## Task requirements:
Write the data out again, character for character, with no images.

## Location identification items:

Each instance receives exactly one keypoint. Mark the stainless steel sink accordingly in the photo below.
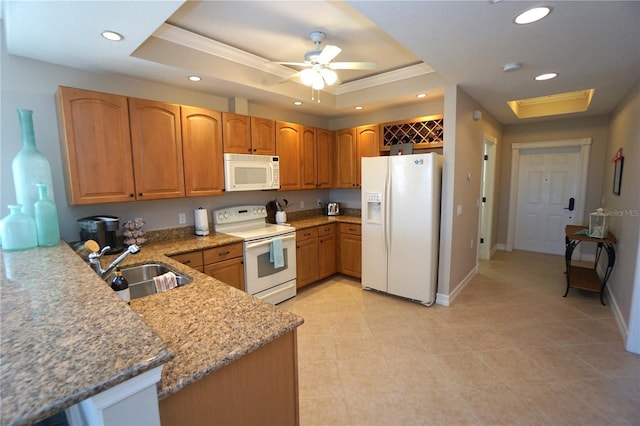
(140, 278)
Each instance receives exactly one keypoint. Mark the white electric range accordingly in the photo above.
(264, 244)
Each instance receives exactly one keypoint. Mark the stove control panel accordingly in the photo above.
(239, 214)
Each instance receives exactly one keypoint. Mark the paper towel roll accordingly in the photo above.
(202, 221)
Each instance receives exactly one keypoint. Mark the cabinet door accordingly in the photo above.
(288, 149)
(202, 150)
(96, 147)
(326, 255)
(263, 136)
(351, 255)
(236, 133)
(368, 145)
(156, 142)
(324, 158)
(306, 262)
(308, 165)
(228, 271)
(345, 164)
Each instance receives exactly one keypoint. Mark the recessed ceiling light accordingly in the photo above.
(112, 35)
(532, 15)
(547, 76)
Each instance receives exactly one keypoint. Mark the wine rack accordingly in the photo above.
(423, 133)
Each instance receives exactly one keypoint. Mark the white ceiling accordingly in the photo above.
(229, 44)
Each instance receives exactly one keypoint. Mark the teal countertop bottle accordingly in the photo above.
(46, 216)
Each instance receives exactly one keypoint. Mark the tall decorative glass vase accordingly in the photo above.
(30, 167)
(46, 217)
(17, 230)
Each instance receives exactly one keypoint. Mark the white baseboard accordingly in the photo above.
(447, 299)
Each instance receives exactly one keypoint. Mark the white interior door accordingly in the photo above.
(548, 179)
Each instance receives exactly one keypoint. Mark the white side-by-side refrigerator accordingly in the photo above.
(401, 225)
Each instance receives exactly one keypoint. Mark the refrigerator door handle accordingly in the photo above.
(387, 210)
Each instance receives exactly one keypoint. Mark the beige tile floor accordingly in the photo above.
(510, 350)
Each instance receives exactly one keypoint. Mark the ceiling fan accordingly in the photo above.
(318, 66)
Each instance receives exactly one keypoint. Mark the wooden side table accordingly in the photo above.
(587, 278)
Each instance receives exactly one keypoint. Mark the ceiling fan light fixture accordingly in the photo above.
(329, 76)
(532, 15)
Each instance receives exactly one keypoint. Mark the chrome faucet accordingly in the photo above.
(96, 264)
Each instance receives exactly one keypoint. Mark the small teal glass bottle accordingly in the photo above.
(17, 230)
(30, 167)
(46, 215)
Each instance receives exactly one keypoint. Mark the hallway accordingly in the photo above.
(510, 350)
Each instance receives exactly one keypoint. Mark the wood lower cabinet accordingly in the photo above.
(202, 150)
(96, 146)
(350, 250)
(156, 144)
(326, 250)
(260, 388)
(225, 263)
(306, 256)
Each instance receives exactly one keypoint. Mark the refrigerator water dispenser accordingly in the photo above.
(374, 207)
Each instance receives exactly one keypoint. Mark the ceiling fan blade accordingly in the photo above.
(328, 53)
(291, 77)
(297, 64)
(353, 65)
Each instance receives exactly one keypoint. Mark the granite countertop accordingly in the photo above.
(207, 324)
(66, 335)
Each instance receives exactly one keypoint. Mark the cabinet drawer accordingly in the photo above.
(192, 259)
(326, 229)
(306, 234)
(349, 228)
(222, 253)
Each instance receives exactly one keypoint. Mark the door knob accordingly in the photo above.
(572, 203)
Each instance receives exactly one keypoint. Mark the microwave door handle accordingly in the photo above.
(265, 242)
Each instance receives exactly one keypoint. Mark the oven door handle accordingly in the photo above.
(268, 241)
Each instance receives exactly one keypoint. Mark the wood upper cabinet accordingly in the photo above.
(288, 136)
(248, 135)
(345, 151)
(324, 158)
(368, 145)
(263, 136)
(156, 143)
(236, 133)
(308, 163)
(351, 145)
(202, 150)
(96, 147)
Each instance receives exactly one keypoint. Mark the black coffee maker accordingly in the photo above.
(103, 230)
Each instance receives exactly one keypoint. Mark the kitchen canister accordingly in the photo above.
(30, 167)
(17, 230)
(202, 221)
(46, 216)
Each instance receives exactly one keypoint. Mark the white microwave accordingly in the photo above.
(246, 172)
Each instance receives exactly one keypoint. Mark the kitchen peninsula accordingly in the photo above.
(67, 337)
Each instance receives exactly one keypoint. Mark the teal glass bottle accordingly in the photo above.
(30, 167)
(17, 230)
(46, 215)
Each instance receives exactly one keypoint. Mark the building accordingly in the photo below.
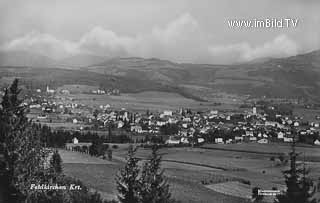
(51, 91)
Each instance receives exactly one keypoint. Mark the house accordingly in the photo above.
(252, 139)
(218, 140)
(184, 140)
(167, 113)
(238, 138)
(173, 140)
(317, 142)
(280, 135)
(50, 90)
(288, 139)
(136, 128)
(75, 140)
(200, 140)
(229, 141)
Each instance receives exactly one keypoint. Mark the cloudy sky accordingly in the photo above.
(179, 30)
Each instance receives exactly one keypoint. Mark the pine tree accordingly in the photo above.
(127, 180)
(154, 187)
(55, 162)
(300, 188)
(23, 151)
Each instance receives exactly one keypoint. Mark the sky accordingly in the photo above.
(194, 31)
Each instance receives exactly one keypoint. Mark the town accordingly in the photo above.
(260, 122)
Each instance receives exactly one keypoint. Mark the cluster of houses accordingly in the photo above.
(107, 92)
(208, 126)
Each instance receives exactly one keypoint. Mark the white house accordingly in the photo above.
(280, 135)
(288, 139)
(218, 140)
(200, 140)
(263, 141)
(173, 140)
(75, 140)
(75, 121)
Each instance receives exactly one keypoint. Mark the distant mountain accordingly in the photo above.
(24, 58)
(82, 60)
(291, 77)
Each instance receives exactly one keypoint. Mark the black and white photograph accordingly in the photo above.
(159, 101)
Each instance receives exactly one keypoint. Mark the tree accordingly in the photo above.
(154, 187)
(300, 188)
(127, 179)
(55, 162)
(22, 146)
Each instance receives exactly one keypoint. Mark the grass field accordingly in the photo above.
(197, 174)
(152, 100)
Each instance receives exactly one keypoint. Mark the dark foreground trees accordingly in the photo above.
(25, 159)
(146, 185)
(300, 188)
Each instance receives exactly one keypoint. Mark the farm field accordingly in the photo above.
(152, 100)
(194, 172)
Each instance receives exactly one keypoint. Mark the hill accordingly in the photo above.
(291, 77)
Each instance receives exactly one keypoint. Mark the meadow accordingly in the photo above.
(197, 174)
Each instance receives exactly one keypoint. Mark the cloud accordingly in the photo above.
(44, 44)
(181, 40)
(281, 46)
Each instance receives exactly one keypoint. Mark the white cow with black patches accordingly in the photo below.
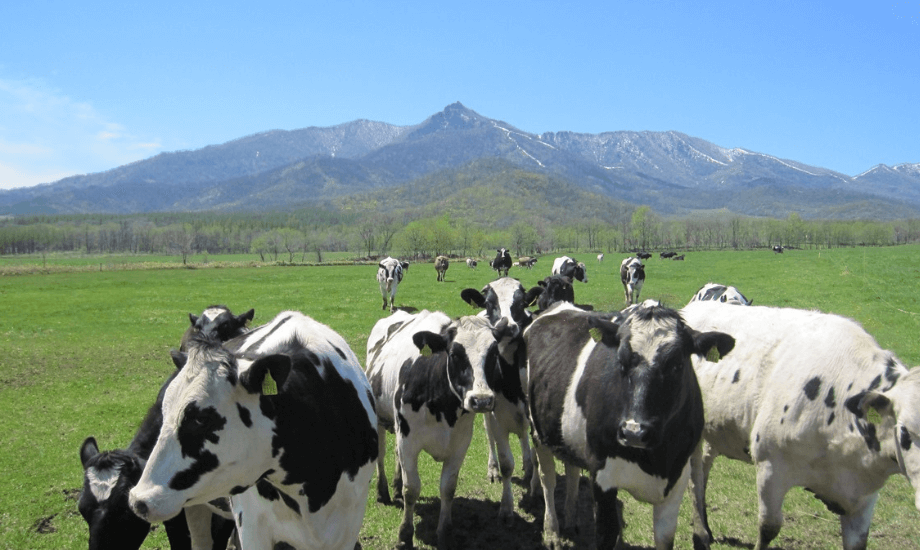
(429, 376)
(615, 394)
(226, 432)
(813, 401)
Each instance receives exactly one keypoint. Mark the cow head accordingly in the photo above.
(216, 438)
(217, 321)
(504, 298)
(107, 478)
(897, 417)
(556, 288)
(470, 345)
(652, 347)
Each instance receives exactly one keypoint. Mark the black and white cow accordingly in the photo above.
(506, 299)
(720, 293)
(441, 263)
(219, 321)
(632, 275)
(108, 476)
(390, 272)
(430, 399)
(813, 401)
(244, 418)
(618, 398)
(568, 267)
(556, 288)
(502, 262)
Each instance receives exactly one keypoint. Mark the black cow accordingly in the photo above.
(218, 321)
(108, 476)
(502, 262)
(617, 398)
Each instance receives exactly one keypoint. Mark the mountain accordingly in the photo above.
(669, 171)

## Finished answer:
Each instance receives exactly one keypoint. Mark the stainless steel sink accordingly in the photo below.
(140, 278)
Each instance receives exactly one keypoint. Mark the white electric range accordingly in the photo above.
(264, 244)
Each instance receives exactly one keypoint. Mark the stove control panel accordingly in the photo above.
(239, 214)
Each instance receives exactly one keypoint. Mark the paper towel roll accordingly in the photo above.
(202, 221)
Each instance receives exactly one keypoint. Mark the cabinet door accordingly in the photo above.
(288, 149)
(202, 150)
(96, 147)
(326, 255)
(263, 136)
(351, 255)
(236, 133)
(368, 145)
(156, 142)
(324, 158)
(306, 262)
(308, 165)
(228, 271)
(345, 164)
Each instance receives exactly one keypoint. Mark the recessed ceiling light accordingly in the photo above.
(112, 35)
(532, 15)
(547, 76)
Each instance receives exactly one keypoint. Mark the wine rack accordingly in the photo above.
(423, 133)
Each instance receives exactly one keypoint. Mark the white ceiling accordingly in the photo above.
(229, 44)
Each instance receives exactly one keypoint. Mark the teal countertop bottle accordingly in the photo above.
(46, 216)
Each instance receives exactly one keypoint. Mark the tall decorative glass vase accordingly in the photo above.
(30, 167)
(46, 217)
(17, 230)
Each instance receives exactly one keypoint. Mark the white baseboard accordingly in the photo above.
(447, 299)
Each instance receives exactly one keypoint. Mark the white interior door accordingly in the photo above.
(548, 179)
Each instance receives exactly one keypoint. Mark the white side-by-side refrigerator accordingly in the photo above.
(401, 225)
Each instance receives exactly one keypoint. Mark the refrigerator door handle accordingly in the photo above.
(387, 210)
Each instance receives exactly one keypoint. Mark the beige tile floor accordingly in the photo above.
(510, 350)
Each instance receives exactly one keypoint. Mark the ceiling fan accordingly in the photo above.
(318, 66)
Each instance receives exactly one keypoint. Mark the wooden side table accordingly in the photo above.
(587, 278)
Each instance receives exactly one keypoint. Mark the ceiling fan light fixture accordingly in the photo above.
(329, 76)
(532, 15)
Each instance receives exactly one keypoint. Mark the chrome faucet accordingly in the photo above.
(96, 264)
Each instance receives exactly one keypoint. Mark the small teal glass bottle accordingly in the photo above.
(17, 230)
(30, 167)
(46, 215)
Each instance receives exactly one keypoint. Mark the hallway accordingly in the photo above.
(510, 350)
Each instance receives exactly one keypoint. Mark the wood lower cabinet accordingly in the photo above.
(202, 150)
(96, 146)
(350, 250)
(156, 144)
(326, 250)
(260, 388)
(225, 263)
(306, 256)
Each instance receives exactly one keypoint. Mark the refrigerator water dispenser accordingly in the photo above.
(374, 207)
Each instance receives exactly one keypoint. Mark the ceiling fan blade accordingly in the photo above.
(328, 53)
(291, 77)
(297, 64)
(353, 65)
Each instance receives exactly one keypoint. Mark the granite countertop accordingly in the photo above.
(207, 324)
(66, 335)
Each instance receives exactly one keypoint. Mark the cabinet drawer accordingly in the photo above.
(192, 259)
(326, 229)
(306, 234)
(349, 228)
(222, 253)
Each instance receives exactly one keypoint. Mark the door knob accordingly in the photo above.
(572, 203)
Each instance receives exactly one keypoint. Mark the microwave door handle accordingly in the photo above.
(265, 242)
Each instance receives exactly one keypoint. Mark the oven door handle accordingly in the photo above.
(268, 241)
Each instance receives exactly one keypoint. Mark the wood upper cabinet accordingly in the photo above.
(288, 136)
(248, 135)
(345, 151)
(324, 158)
(368, 145)
(263, 136)
(156, 143)
(236, 133)
(308, 163)
(351, 145)
(202, 150)
(96, 147)
Each instance receives exactly one keypoint. Mark the black coffee maker accordingly in the photo above.
(103, 230)
Each instance receives exactly one keypoint. Mark the kitchen canister accordingly in the photo above.
(30, 167)
(17, 230)
(202, 221)
(46, 216)
Each instance receives exactly one keypoint. Mark the white microwave accordingly in the photo above.
(246, 172)
Each instance receives exactly one keypoint. Mark the kitchen peninsula accordingly in the photo above.
(67, 337)
Each instance receives exactly one keypoint. Mark the teal glass bottle accordingly in the photo above.
(30, 167)
(17, 230)
(46, 215)
Each instance receives exactly one keypoint. Mark the building accordingly in the photo below.
(51, 91)
Each instance receives exactly one keypoint. Mark the house accordingly in the photo above.
(252, 139)
(218, 140)
(184, 140)
(167, 113)
(238, 138)
(173, 140)
(317, 142)
(280, 135)
(50, 90)
(288, 139)
(136, 128)
(75, 140)
(200, 140)
(229, 141)
Each instance receives exactly one keypoint. Mark the cloudy sky accordingly in the photo above.
(179, 30)
Each instance receives exactly one keypoint. Mark the pine tree accordingly in the photo above.
(127, 180)
(154, 187)
(55, 162)
(300, 188)
(23, 151)
Each instance receives exactly one keypoint. Mark the sky accordingly in the photo above.
(194, 31)
Each instance receives exactly one keypoint. Mark the town accordingly in the photo above.
(260, 122)
Each instance receives exactly one keypoint. Mark the cluster of houses accordingly in the photo above.
(107, 92)
(208, 126)
Each instance receives exactly one keypoint. Mark the white house accordingly in the photo above.
(280, 135)
(288, 139)
(218, 140)
(200, 140)
(263, 141)
(173, 140)
(75, 140)
(75, 121)
Each instance receives exactly one keypoint. Mark the distant mountain accordingly in the photo above.
(24, 58)
(82, 60)
(291, 77)
Each instance receives exactly one keypoint. Mark the black and white photograph accordingly in the photo above.
(159, 101)
Each instance receives exactly one keypoint. Mark the tree accordingly in the photo above.
(154, 187)
(300, 188)
(127, 179)
(55, 162)
(22, 146)
Each instance receives exactly one keypoint. Mark the grass field accordingly in the photo above.
(197, 174)
(152, 100)
Each instance receives exactly one keypoint. Mark the dark foreground trees accordingly in the photo above.
(25, 159)
(146, 185)
(300, 188)
Each instance receives exactly one keypoint. Mark the farm field accordingly in the photo above.
(152, 100)
(194, 172)
Each instance receives exactly one keypoint. Mark the hill accordingly in the photo above.
(291, 77)
Each instance receives exactly one keypoint. Mark the meadow accordingly in the photo above.
(197, 174)
Each instance receives exactly one keypoint. Mark the cloud accordingly in the photo above.
(44, 44)
(181, 40)
(281, 46)
Each instance receives exactly one keypoint. Mark the white cow with black patches accordingly in the photo below.
(429, 376)
(615, 394)
(226, 432)
(813, 401)
Each instance receives exactly one keypoint. Mark the cow head accordingly in the photo above.
(216, 438)
(217, 321)
(504, 298)
(107, 478)
(897, 417)
(556, 288)
(470, 345)
(652, 347)
Each instance receives exactly one keypoint. Mark the black and white cow accordingly in the photo above.
(506, 299)
(720, 293)
(441, 263)
(219, 321)
(632, 275)
(108, 476)
(390, 272)
(430, 399)
(813, 401)
(244, 418)
(618, 398)
(568, 267)
(556, 288)
(502, 262)
Each instance receives exactly one keypoint. Mark the black cow accordingly in the photo above.
(218, 321)
(108, 476)
(502, 262)
(617, 398)
Each instance receives exactly one keypoint. Mark the mountain accordingly in the photo above.
(669, 171)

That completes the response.